--- WHAT YOU NEED TO DO ---
Return each of the rows below line for line, unchanged, but leave out the pictures.

--- RAW RECORDS ---
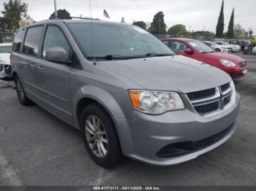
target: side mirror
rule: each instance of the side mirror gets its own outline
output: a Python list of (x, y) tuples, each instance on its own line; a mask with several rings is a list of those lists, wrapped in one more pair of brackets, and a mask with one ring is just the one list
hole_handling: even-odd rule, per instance
[(193, 50), (191, 50), (191, 48), (186, 48), (184, 50), (184, 52), (187, 54), (192, 54), (193, 53)]
[(46, 59), (51, 62), (69, 63), (67, 55), (63, 47), (50, 47), (46, 51)]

--- WRITTEN ANSWER ---
target: side mirror
rule: each instance of the side mirror gets its own outline
output: a Python list of (x, y) tuples, each instance on its own line; a mask with several rings is a list of those lists, wrapped in one more pair of brackets, and a mask with one ring is just the one list
hole_handling: even-odd rule, per instance
[(193, 50), (191, 50), (191, 48), (186, 48), (184, 50), (184, 52), (187, 54), (192, 54), (193, 53)]
[(46, 59), (51, 62), (69, 63), (67, 55), (63, 47), (50, 47), (46, 51)]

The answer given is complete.